Required work
Your task is to filter the data below down to the lines holding "sleeve".

Data for processing

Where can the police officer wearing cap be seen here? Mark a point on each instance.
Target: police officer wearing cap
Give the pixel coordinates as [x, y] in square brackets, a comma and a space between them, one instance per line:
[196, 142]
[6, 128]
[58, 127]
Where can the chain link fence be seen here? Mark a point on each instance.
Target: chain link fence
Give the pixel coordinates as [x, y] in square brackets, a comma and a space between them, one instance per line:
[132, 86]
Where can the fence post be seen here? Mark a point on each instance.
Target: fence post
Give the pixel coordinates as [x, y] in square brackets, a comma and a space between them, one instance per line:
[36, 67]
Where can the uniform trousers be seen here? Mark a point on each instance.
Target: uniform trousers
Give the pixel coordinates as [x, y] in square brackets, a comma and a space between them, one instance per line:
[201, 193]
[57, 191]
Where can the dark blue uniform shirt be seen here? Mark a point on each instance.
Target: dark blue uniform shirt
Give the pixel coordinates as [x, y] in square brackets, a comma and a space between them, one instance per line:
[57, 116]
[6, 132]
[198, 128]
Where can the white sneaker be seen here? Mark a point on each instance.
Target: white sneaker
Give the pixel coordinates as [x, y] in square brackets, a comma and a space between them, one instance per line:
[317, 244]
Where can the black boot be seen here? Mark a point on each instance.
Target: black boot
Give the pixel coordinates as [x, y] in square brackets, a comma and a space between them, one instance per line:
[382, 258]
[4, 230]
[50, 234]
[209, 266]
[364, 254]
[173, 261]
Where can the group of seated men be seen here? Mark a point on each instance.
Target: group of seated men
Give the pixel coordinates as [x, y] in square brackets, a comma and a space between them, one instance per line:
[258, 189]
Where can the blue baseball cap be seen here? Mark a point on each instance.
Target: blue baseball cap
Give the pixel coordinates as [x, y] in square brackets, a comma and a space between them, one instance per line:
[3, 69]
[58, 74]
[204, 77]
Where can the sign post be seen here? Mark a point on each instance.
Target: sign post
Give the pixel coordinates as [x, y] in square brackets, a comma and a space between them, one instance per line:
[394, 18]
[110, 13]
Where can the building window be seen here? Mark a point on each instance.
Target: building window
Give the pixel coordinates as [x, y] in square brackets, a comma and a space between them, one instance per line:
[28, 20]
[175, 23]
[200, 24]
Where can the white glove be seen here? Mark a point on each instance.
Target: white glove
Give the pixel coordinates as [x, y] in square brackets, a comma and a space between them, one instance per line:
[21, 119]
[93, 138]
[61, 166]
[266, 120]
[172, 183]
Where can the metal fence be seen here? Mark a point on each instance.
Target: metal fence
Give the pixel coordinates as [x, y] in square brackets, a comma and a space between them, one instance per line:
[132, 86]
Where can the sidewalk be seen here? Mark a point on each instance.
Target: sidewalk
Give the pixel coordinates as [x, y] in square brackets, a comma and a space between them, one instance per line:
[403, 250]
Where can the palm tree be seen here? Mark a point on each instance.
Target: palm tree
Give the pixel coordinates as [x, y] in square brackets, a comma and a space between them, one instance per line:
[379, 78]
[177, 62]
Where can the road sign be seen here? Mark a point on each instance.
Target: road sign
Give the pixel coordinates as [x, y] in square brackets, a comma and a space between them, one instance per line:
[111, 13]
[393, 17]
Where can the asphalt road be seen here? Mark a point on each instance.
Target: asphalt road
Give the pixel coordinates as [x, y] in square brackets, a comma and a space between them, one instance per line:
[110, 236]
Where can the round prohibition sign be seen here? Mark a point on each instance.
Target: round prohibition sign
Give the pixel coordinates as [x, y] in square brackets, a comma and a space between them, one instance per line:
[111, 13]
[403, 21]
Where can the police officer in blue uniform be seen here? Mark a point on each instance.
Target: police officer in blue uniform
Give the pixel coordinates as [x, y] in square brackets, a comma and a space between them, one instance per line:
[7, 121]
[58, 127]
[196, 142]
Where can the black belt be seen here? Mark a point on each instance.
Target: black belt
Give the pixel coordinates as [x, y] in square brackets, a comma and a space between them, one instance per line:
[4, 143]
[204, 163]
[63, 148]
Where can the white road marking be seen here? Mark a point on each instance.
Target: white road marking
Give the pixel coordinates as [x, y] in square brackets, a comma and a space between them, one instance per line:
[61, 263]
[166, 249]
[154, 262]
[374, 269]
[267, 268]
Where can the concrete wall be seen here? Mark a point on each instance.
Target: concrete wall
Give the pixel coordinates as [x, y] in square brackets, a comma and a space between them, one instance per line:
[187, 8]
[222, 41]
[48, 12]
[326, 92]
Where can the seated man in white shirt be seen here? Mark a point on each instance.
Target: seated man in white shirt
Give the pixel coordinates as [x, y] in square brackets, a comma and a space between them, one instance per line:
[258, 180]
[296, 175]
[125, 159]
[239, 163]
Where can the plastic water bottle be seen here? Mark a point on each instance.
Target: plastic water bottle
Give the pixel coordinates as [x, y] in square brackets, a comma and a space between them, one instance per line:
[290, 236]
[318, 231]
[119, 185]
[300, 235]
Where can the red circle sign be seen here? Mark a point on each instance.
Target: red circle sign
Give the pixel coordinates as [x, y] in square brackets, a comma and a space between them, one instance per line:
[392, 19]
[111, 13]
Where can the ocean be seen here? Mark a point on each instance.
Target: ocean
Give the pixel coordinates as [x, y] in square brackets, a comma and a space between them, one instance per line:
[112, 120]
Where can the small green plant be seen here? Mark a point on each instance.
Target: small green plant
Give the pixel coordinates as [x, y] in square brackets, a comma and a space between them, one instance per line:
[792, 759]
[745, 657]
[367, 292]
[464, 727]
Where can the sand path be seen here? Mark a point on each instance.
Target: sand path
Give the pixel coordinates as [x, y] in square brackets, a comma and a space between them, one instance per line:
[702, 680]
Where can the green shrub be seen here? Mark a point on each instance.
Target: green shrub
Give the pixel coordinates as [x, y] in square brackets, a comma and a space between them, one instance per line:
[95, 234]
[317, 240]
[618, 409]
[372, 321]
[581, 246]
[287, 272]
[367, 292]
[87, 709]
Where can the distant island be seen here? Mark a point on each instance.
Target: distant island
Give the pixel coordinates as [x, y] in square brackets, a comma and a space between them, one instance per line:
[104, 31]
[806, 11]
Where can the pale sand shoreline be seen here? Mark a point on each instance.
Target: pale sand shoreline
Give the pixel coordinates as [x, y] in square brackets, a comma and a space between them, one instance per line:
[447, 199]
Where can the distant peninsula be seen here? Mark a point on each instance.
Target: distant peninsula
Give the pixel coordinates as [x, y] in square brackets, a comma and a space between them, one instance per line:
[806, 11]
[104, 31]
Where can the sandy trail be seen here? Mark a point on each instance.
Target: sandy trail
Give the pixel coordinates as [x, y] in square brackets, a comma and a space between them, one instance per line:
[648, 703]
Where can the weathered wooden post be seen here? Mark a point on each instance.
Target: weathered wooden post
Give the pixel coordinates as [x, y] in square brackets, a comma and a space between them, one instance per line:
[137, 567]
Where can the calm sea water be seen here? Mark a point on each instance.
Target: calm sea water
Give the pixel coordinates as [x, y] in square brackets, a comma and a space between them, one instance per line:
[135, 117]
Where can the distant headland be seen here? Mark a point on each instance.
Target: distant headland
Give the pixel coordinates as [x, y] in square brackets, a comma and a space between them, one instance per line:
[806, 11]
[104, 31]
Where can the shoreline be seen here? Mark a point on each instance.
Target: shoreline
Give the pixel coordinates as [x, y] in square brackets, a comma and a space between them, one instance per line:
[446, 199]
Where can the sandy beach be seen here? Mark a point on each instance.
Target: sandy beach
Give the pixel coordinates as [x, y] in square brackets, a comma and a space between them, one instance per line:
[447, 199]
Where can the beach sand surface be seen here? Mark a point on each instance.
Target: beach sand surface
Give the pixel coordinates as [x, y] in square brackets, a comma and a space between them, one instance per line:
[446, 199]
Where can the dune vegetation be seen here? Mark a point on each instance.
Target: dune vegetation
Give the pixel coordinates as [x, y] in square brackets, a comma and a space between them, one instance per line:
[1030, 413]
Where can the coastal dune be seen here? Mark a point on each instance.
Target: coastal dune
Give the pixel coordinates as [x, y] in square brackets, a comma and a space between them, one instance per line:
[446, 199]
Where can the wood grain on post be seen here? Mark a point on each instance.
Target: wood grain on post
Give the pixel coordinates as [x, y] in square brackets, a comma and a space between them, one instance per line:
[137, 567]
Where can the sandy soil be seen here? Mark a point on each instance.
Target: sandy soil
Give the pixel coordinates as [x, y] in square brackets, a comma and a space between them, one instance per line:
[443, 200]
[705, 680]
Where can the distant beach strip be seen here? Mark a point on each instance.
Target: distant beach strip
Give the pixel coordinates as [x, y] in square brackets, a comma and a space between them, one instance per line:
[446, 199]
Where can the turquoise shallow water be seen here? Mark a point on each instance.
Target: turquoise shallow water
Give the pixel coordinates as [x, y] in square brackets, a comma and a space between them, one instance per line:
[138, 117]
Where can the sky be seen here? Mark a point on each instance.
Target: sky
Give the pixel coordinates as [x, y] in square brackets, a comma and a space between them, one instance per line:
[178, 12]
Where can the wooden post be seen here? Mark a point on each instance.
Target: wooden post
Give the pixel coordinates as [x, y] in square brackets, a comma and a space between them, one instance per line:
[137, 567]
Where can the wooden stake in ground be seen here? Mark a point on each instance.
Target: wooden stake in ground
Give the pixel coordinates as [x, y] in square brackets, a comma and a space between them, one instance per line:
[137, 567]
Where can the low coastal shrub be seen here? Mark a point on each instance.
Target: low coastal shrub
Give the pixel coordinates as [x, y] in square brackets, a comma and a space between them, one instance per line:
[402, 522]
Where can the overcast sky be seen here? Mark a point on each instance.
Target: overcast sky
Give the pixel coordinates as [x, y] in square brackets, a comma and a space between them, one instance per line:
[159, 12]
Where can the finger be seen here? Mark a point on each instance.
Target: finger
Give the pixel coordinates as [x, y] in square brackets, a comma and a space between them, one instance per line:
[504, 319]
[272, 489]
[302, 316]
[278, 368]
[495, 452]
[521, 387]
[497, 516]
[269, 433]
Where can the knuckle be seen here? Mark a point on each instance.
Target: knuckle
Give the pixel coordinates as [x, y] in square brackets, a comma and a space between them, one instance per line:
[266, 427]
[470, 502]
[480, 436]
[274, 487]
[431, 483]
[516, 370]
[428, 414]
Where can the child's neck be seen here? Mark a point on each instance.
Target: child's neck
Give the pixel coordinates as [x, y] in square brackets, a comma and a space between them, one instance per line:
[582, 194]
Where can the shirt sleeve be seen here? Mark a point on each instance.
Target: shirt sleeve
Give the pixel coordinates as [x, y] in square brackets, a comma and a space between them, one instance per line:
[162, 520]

Response to the task
Where can the shirt sleeve be seen here? Mark a point on each instance.
Target: shirt sleeve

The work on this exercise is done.